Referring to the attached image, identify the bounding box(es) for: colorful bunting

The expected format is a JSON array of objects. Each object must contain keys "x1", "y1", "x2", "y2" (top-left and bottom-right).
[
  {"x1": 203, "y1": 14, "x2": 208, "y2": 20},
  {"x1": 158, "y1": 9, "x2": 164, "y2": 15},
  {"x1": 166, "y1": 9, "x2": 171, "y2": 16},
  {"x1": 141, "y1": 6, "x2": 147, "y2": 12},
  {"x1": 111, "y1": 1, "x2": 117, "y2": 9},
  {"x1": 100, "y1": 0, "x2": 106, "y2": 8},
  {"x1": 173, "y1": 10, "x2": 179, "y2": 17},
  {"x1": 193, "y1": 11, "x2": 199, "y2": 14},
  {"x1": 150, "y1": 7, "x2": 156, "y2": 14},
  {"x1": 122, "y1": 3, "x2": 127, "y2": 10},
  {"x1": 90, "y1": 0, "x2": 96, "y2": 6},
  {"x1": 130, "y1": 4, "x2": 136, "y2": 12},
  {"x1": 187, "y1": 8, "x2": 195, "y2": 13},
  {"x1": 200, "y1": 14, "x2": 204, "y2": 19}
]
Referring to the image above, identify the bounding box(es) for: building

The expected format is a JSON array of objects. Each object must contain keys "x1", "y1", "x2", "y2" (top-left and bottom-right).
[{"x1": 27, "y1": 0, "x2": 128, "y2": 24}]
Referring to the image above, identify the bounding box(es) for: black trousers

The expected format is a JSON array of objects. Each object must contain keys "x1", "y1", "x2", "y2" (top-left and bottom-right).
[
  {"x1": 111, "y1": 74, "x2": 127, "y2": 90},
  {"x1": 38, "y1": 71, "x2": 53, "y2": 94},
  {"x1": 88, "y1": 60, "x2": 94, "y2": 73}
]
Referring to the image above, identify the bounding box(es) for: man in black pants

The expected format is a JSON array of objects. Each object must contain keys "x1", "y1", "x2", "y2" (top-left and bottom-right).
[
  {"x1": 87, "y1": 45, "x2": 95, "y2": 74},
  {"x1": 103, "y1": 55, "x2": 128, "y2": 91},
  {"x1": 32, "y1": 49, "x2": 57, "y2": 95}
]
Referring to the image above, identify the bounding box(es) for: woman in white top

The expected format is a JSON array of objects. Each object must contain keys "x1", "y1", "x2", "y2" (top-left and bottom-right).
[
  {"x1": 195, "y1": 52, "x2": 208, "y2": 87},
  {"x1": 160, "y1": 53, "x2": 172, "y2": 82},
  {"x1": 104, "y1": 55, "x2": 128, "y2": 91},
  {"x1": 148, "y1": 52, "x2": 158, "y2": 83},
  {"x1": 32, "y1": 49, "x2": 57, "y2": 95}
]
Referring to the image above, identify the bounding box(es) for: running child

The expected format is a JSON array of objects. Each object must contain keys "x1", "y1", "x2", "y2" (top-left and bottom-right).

::::::

- **EXERCISE INSTRUCTIONS**:
Tally the lines above that contain the word "identify", and reply with only the number.

- **ANSWER BOX**:
6